Exercise objective:
Can you print every record below exactly as written?

━━━━━ Provided records ━━━━━

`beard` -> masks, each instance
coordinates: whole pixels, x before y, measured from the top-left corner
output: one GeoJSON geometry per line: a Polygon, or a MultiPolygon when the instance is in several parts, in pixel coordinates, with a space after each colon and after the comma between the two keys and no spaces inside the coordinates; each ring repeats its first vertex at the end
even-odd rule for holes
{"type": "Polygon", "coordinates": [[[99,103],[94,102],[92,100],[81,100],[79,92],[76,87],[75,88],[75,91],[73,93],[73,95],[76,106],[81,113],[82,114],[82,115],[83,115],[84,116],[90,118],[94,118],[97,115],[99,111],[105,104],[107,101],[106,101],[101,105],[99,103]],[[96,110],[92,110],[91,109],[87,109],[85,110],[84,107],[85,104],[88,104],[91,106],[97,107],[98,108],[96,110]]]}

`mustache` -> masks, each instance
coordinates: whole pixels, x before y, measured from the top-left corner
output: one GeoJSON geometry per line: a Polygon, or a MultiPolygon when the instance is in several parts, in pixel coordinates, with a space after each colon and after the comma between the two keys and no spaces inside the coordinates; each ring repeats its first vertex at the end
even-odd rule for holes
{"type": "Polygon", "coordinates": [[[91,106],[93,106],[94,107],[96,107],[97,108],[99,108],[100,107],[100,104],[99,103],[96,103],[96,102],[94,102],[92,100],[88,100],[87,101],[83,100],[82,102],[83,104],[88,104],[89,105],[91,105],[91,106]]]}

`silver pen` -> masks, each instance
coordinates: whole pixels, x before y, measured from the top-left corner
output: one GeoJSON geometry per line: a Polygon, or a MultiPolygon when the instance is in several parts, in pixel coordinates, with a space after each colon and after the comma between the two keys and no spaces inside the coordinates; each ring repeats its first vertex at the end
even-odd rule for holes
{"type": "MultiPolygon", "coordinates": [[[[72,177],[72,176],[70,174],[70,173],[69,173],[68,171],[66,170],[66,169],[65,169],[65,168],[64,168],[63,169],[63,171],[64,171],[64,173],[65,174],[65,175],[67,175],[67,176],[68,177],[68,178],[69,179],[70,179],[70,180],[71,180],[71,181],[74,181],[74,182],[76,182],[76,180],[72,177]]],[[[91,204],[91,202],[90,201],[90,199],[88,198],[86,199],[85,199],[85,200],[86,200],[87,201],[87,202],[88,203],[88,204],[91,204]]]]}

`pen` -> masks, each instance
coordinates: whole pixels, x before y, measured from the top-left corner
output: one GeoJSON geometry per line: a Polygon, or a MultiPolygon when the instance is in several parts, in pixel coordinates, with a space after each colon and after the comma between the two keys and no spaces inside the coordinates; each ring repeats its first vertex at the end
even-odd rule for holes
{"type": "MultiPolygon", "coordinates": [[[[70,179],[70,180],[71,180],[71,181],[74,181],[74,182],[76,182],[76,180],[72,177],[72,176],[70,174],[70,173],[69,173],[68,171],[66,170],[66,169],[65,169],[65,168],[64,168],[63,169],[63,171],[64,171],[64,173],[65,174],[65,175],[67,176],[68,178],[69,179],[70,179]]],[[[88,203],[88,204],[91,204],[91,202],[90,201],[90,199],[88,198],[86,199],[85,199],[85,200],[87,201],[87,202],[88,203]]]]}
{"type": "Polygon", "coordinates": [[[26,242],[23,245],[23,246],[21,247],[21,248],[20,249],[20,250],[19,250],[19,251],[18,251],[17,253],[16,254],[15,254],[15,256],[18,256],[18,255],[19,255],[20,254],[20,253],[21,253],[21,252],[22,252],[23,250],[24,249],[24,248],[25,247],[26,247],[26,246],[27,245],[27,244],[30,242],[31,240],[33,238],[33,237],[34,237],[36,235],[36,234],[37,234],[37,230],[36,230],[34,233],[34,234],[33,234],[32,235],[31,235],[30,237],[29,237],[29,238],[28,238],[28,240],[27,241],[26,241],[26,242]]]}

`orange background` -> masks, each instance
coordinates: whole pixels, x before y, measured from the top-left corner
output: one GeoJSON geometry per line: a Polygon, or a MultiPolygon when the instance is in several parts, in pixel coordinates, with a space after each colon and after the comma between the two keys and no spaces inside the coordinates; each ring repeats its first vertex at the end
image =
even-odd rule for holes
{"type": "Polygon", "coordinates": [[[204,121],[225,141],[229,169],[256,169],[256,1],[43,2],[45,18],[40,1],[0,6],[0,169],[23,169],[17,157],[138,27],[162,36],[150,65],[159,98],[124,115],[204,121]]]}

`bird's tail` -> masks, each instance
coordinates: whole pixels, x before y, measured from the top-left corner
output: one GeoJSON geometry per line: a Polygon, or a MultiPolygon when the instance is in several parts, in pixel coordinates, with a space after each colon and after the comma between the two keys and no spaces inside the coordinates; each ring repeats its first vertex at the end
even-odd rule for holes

━━━━━

The completed task:
`beard` -> masks, each instance
coordinates: whole pixels, x before y, measured from the top-left corner
output: one GeoJSON geometry per line: a Polygon, or a MultiPolygon when the instance is in several parts, in pixel coordinates, with a space after each colon and after the comma between the two keys and no spaces inside the coordinates; each ring repeats its first vertex at the end
even-odd rule for holes
{"type": "Polygon", "coordinates": [[[99,103],[94,102],[92,100],[81,100],[79,92],[76,87],[75,88],[75,91],[73,93],[73,95],[76,106],[81,113],[82,114],[82,115],[83,115],[84,116],[90,118],[94,118],[97,115],[99,111],[105,104],[107,101],[106,101],[101,105],[99,103]],[[96,110],[92,110],[91,109],[87,109],[85,110],[84,107],[85,104],[88,104],[91,106],[97,107],[98,108],[96,110]]]}

`mustache` -> masks, each instance
coordinates: whole pixels, x before y, measured from the top-left corner
output: one GeoJSON geometry per line: a Polygon, or a MultiPolygon when the instance is in several parts, in pixel coordinates, with a space after each colon and after the comma between the two keys and no spaces inside the coordinates; each ring repeats its first vertex at the end
even-odd rule for holes
{"type": "Polygon", "coordinates": [[[91,106],[93,106],[94,107],[96,107],[97,108],[99,108],[100,107],[100,104],[99,103],[96,103],[96,102],[94,102],[92,100],[88,100],[87,101],[83,100],[82,102],[83,104],[88,104],[89,105],[91,105],[91,106]]]}

`silver pen` -> masks, each instance
coordinates: whole pixels, x before y, measured from the top-left corner
output: one GeoJSON geometry per line: a Polygon, or a MultiPolygon when the instance is in several parts, in pixel coordinates, with a space after each colon and after the comma between the two keys and no spaces inside the coordinates; each ring repeats its first vertex at the end
even-odd rule for holes
{"type": "MultiPolygon", "coordinates": [[[[72,177],[72,176],[70,174],[70,173],[69,173],[68,171],[66,170],[66,169],[65,169],[65,168],[64,168],[63,169],[63,171],[64,171],[64,173],[65,174],[65,175],[67,175],[67,176],[68,177],[68,178],[69,179],[70,179],[70,180],[71,180],[71,181],[74,181],[74,182],[76,182],[76,180],[72,177]]],[[[91,204],[91,202],[90,201],[90,199],[88,198],[86,199],[85,199],[85,200],[86,200],[87,201],[87,202],[88,203],[88,204],[91,204]]]]}

`pen` -> masks, each instance
coordinates: whole pixels, x before y, measured from the top-left corner
output: one GeoJSON geometry per line: a Polygon, or a MultiPolygon when the instance is in several parts, in pixel coordinates, with a space after each colon and after the comma between the two keys and no spaces inside the coordinates; each ring repeats its first vertex at the end
even-odd rule for holes
{"type": "MultiPolygon", "coordinates": [[[[70,179],[70,180],[71,180],[71,181],[74,181],[74,182],[76,182],[76,180],[72,177],[72,176],[70,174],[70,173],[69,173],[68,171],[66,170],[66,169],[65,169],[65,168],[64,168],[63,169],[63,171],[64,171],[64,173],[65,174],[65,175],[67,176],[68,178],[69,179],[70,179]]],[[[88,203],[88,204],[91,204],[91,202],[90,201],[90,199],[88,198],[86,199],[85,199],[85,200],[87,201],[87,202],[88,203]]]]}
{"type": "Polygon", "coordinates": [[[26,242],[23,245],[23,246],[21,247],[21,248],[20,249],[20,250],[19,250],[19,251],[18,251],[17,253],[16,254],[15,254],[15,256],[18,256],[18,255],[19,255],[20,254],[20,253],[21,253],[21,252],[22,252],[23,250],[24,249],[24,248],[25,247],[26,247],[26,246],[27,245],[27,244],[30,242],[31,240],[33,238],[33,237],[34,237],[36,235],[36,234],[37,234],[37,230],[36,230],[34,233],[34,234],[33,234],[32,235],[31,235],[30,237],[29,237],[29,238],[28,238],[28,240],[27,241],[26,241],[26,242]]]}

`orange background` -> masks, each instance
coordinates: whole pixels, x before y, measured from the top-left corner
output: one GeoJSON geometry per line: a Polygon, or a MultiPolygon when the instance is in several parts, in pixel coordinates, with a space after each colon and after the comma between the two keys and no spaces inside the coordinates; each ring repeats its first vertex at the end
image =
even-odd rule for holes
{"type": "Polygon", "coordinates": [[[204,121],[225,141],[229,169],[256,169],[256,1],[43,2],[45,18],[40,1],[0,6],[0,169],[23,169],[17,157],[138,27],[162,36],[150,65],[159,98],[124,115],[204,121]]]}

`bird's tail` -> masks, each instance
coordinates: whole pixels, x before y, measured from the top-left corner
output: one GeoJSON geometry per line: a Polygon, or a MultiPolygon when the instance is in several parts, in pixel coordinates, with a space after each colon and after the comma between the two keys and no spaces inside the coordinates; each ring repeats its first vertex at the end
even-odd rule for holes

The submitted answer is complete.